Actions to take:
1) Reproduce the passage from the post about friendship with Mac between "In 2019 I was" and "boys to meet!", inclusive.
2) Write the next part of the blog post about the friendship with Mac, picking up right after its last sentence.

Passage provided:
BEGIN

A sweet friendship refreshes the soul. Proverbs 27:9
I feel like I can’t continue without first introducing Mac, my best friend. She is truly an example of God in the details. We always joke that God knew our parents could not handle us as childhood friends because we are the same person. He knew we had to be adult friends.
I first met Mac in 2018. My sister-in-law was doing a fake wedding shoot for her photography business and Mac was the bride, and I was a bridesmaid. After the shoot, we all went to San Jose. Up until this point I knew of Mackenzie, but had not really talked to her. Her brother was closer to my age and I knew him from youth. She lived in the town beside mine, so we didn’t go to school together, but she was dating someone I had grown up with since 5-year-old coaches pitch. After that night, we didn’t see each other again for a while.
In 2019 I was doing inpatient hospice nursing and Mackenzie was a nurse on the floor. If she had one of my patients, we would have to talk and she would sign off on my paperwork stating I had been there. She was pregnant at the time and we often had casual talk about that. We ended up finding out we lived less than 2 minutes away from each other and that was our sign, we had to get the boys to meet!
The first time we went over there was right after her sweet baby had been born. Brice and her husband hit it off immediately. We knew they would considering they both loved hunting. Mackenzie and I kept in touch, but shortly after that Covid happened and the world shut down. I was a nurse and she was home with a baby, so the last thing I wanted to do was take Covid to her family.
Come May 2020, I found out I was pregnant for the first time. Mac was selling a few items she wore while pregnant. I was all excited and bought a few items. I would say this was dumb, but this was exactly what was supposed to happen. As we know, shortly after I would miscarry. Mackenzie barely knew me at this point, but our friendship was growing and she was constantly checking on me. A few weeks later she invited us over for dinner with several friends. I was scared to death. I knew they were all close and we were the “new people”, but you would’ve never known. Sunday night dinners quickly became a tradition and Mac quickly became my best friend.
Fast forward to Nov 2020. Spoiler Alert! I have an ectopic pregnancy. I will go into the details of that in the next blog, but what you need to know is EVERYONE (including my husband) thought I was crazy! Not Mackenzie. She believed me. She knew something was wrong. I was hospitalized and sent home. Wanna know the first person at my door when I got home, Mac, with soup. She knew I had nothing left to give, was emotional, still in pain, but she was there. She would be the one who encouraged me to call the doctor one more time. She kept me calm. She texted me from the point things went south, till I was back home again.

END

Material shown:
BEGIN

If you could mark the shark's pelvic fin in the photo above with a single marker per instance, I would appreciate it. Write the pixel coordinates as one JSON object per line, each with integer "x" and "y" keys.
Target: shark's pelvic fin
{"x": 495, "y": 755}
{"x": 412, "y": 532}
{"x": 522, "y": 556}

END

Task results:
1)
In 2019 I was doing inpatient hospice nursing and Mackenzie was a nurse on the floor. If she had one of my patients, we would have to talk and she would sign off on my paperwork stating I had been there. She was pregnant at the time and we often had casual talk about that. We ended up finding out we lived less than 2 minutes away from each other and that was our sign, we had to get the boys to meet!

2)
Mac encouraged me to reach out to a new doctor, who I loved. She has endured two more losses with me. She always just showed up. She would just stop by. She brought food. She didn’t make me talk, we could just sit. I will share later even more ways she was a friend.
Now as I continue on this journey she pushes me forward. On days I have nothing left she always says, “I will hope for you when you have no hope left. I’ll carry the faith for both of us.”
She recently got pregnant and added a sweet little best friend to our group. She treated me NORMAL. She texted me the moment she found out. She included me in everything. She knew and understood there could be great joy while also deep hurt. She never expected me to be anything other than myself. I didn’t have to hide the hard days or the big emotions. Going through infertility and infant loss that is all you can ask of a friend.
Mackenzie, I will forever be grateful God aligned our friendship at just the perfect timing. I will never be able to thank you for our friendship. It probably sounds like we’re married at this point, but people take friendship way too lightly. God designed us to love one another and create friendships and bonds. Thank you for crying with me, celebrating with me, encouraging me, and hoping for me. Thank you for the constant reminders that God is in control. I was chosen for this story and it isn’t over yet.
Thank you in advance for celebrating with me the most, the day I deliver a sweet baby.